:: Work task ::
The listing below should be copied in full, word for word.

-------- Information supplied

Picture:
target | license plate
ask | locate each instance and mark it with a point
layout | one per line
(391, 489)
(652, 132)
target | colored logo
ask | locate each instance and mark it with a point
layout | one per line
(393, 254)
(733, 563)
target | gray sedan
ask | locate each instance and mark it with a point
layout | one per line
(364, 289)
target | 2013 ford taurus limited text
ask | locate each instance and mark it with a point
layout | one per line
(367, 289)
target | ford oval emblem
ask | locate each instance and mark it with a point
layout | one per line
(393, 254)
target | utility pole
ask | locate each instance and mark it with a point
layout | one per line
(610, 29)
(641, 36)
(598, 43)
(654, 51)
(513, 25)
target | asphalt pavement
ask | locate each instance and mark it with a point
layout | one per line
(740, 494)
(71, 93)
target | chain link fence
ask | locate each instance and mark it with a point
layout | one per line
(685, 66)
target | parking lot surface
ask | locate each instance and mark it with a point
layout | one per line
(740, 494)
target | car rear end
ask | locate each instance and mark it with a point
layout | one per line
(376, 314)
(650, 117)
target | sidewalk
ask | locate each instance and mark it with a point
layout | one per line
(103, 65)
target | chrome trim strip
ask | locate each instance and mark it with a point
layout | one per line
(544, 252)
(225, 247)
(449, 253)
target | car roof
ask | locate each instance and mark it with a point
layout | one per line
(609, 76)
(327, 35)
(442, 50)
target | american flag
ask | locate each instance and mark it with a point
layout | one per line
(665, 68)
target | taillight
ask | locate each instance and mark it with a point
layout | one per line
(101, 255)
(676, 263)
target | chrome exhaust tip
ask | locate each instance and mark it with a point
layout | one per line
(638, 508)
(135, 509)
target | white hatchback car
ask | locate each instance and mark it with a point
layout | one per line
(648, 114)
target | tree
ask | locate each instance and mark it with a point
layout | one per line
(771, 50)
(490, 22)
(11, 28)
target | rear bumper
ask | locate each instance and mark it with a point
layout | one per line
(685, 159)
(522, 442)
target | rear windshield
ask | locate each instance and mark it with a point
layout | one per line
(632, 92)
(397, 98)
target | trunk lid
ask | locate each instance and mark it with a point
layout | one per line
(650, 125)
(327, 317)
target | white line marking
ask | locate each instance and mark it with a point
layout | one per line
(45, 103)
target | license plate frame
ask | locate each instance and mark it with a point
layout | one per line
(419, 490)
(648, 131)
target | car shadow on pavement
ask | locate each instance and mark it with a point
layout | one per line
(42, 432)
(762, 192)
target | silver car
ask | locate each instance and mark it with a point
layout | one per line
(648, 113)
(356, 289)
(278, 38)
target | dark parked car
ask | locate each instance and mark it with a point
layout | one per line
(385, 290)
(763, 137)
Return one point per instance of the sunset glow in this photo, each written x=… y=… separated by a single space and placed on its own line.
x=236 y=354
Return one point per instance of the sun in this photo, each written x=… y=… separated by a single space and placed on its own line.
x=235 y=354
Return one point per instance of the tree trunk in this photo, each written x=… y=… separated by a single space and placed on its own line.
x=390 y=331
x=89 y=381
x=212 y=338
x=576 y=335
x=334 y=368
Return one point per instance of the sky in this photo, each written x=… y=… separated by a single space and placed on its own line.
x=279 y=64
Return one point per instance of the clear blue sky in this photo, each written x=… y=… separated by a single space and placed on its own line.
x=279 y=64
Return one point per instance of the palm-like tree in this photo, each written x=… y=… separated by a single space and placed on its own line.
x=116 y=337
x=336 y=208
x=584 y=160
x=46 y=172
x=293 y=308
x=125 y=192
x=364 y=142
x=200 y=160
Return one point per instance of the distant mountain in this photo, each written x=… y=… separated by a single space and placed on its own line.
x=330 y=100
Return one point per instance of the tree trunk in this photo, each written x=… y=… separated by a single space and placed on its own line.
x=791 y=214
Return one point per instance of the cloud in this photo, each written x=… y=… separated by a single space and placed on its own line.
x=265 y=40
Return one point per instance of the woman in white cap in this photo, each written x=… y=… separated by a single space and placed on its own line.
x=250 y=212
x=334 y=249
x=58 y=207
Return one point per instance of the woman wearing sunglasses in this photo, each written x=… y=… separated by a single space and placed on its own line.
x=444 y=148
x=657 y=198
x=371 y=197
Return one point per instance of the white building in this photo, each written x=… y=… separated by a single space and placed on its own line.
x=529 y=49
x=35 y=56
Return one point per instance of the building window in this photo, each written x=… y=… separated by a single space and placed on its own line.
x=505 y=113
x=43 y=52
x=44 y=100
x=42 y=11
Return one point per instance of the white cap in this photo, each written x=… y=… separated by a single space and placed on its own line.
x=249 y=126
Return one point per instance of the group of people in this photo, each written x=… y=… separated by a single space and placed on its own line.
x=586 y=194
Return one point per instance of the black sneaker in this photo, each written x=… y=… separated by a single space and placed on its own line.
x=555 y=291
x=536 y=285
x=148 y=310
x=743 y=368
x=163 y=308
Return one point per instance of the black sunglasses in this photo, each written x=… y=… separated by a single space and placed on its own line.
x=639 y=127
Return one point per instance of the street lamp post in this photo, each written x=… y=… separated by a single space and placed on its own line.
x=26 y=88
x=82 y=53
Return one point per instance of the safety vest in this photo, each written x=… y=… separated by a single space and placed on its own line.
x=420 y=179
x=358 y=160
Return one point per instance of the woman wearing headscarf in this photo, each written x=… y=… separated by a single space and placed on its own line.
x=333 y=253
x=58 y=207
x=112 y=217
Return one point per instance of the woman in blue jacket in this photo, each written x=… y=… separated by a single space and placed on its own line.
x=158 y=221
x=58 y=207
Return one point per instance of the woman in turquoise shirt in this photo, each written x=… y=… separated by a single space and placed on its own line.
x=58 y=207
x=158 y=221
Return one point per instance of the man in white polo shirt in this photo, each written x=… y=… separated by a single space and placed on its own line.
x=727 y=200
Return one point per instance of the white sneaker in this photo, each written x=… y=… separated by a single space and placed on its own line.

----------------

:: Output for this exercise ::
Picture:
target | license plate
ask | locate each instance and mark it with a point
layout | one per line
(391, 489)
(652, 132)
target | colored logo
ask | locate each instance and mark it with a point
layout | one per line
(393, 254)
(733, 563)
target | gray sedan
ask | locate each instance and mark it with a point
layout | one per line
(364, 289)
target | 2013 ford taurus limited text
ask | locate each instance and mark it with a point
layout | one per line
(367, 289)
target | ford oval emblem
ask | locate each instance and mark it with a point
layout | one per line
(393, 254)
target | utility pole
ask | locate each instance and mark it with a point
layout | one per line
(610, 29)
(641, 36)
(598, 43)
(654, 51)
(513, 25)
target | asphalt pavement
ask | locate each instance and mark it with a point
layout | one per line
(740, 494)
(71, 93)
target | chain link fence
ask | locate each instance and mark it with a point
layout | one per line
(685, 66)
target | parking lot surface
ask | locate each instance and mark it with a point
layout | one per line
(740, 494)
target | car rear end
ask | locate each instance and mark it with a point
layout | one per line
(376, 314)
(650, 117)
target | sidewalk
ask | locate each instance and mark it with a point
layout | one per line
(103, 65)
target | chrome trim strip
ask | locate each instance and mark it with a point
layout | one per line
(544, 252)
(225, 247)
(449, 253)
target | car roof
ask | locate each instance and mark it with a point
layout | one per line
(609, 76)
(327, 35)
(442, 50)
target | american flag
ask | locate each instance and mark it with a point
layout | one per line
(665, 68)
target | taillight
ask | locate each instance and mark it with a point
layout | one per line
(101, 255)
(676, 263)
target | chrome exhaust tip
ask | locate each instance and mark it with a point
layout | one per line
(638, 508)
(135, 509)
target | white hatchback car
ask | locate each instance and mark it with a point
layout | one per line
(648, 114)
target | tree
ask | locate each instance and mark it with a point
layout | one per line
(771, 50)
(490, 22)
(11, 28)
target | rear bumper
ask | locate each instance and mark it with a point
layout | one per line
(685, 159)
(522, 442)
target | rear windshield
ask | locate each instance and mark it with a point
layout | one per line
(632, 92)
(397, 98)
target | trunk lid
ask | locate each instance and mark it with a point
layout | one per line
(650, 125)
(327, 317)
target | white line marking
ask | locate each instance and mark it with a point
layout | one per line
(45, 103)
target | license plate frame
ask | locate each instance and mark it with a point
layout | one per line
(419, 490)
(648, 131)
target | car shadow on pavement
ask | locate each instance and mark it with a point
layout | one per line
(42, 432)
(762, 192)
target | silver car
ask | locate each instance and mark it with a point
layout | one per line
(648, 113)
(356, 289)
(278, 38)
target | dark parked car
ask | locate each instance and mark it with a point
layout | one per line
(385, 290)
(763, 137)
Return one point per instance of the sunset glow in this photo, each written x=… y=… separated by a single space and placed on its own line.
x=236 y=354
Return one point per instance of the sun in this photo, each written x=… y=… separated by a single space and placed on its own line.
x=235 y=354
Return one point per instance of the tree trunk in this photo, each written x=… y=… separated by a single space and placed on its own line.
x=390 y=331
x=89 y=381
x=212 y=338
x=576 y=335
x=334 y=368
Return one point per instance of the sky in this photo, each written x=… y=… separated by a single space and placed on its own line.
x=279 y=64
Return one point per instance of the clear blue sky in this photo, each written x=… y=… separated by a single space and placed on its own line.
x=279 y=64
Return one point per instance of the palm-like tree in this photo, each written x=… y=… separated by a single space and placed on its own line.
x=116 y=337
x=336 y=208
x=584 y=160
x=46 y=172
x=293 y=308
x=125 y=192
x=364 y=142
x=200 y=160
Return one point per instance of the distant mountain in this photo, each written x=… y=… separated by a single space and placed on its own line.
x=330 y=100
Return one point per instance of the tree trunk in this photo, each written x=… y=… separated by a single space and placed on its own line.
x=791 y=214
Return one point per instance of the cloud in this photo, each written x=… y=… separated by a single space and placed on its own line.
x=265 y=40
Return one point per instance of the woman in white cap in this photo, each written x=… y=… separated by a single space and placed on its own line.
x=250 y=212
x=334 y=249
x=58 y=207
Return one point per instance of the woman wearing sunglasses in this photo, each written x=… y=… separated by a single space and placed on its own line.
x=444 y=148
x=657 y=198
x=371 y=197
Return one point per instance of the white building in this photo, each written x=… y=… separated by a single space and placed on its own line.
x=529 y=49
x=35 y=56
Return one point per instance of the building window in this photo, each written x=… y=… separated by a single space and placed on its own line.
x=505 y=113
x=43 y=52
x=44 y=100
x=42 y=11
Return one point per instance of the white cap in this photo, each written x=… y=… separated by a single space and placed on its own line.
x=249 y=126
Return one point per instance of the group of people in this photo, each written x=… y=… separated by a single space and placed on its own line.
x=586 y=194
Return one point per instance of the black sneaker in this photo, each written x=… y=… separated by a single space and placed on its own line.
x=555 y=291
x=536 y=285
x=148 y=310
x=743 y=368
x=163 y=308
Return one point per instance of the black sunglasses in this photo, each written x=… y=… separated by a single space and placed on its own line.
x=639 y=127
Return one point per instance of the street lamp post in this photo, each written x=… y=… separated by a single space and placed on its own line.
x=26 y=88
x=82 y=53
Return one point per instance of the safety vest in this photo, each written x=… y=… separated by a single space and placed on its own line.
x=420 y=179
x=358 y=160
Return one point per instance of the woman wearing headscarf in this photo, each written x=… y=… separated by a single space and placed on its own line.
x=333 y=253
x=58 y=207
x=112 y=217
Return one point per instance of the woman in blue jacket in this photo, each written x=… y=… separated by a single space and placed on its own line.
x=158 y=221
x=58 y=207
Return one point per instance of the woman in turquoise shirt in this photo, each written x=… y=… separated by a single space and placed on its own line.
x=58 y=207
x=158 y=221
Return one point per instance of the man in white polo shirt in this photo, each written x=… y=… separated by a single space and placed on its own line.
x=727 y=200
Return one point per instance of the white sneaker in this photo, each written x=… y=… separated by a single space and placed on its own line.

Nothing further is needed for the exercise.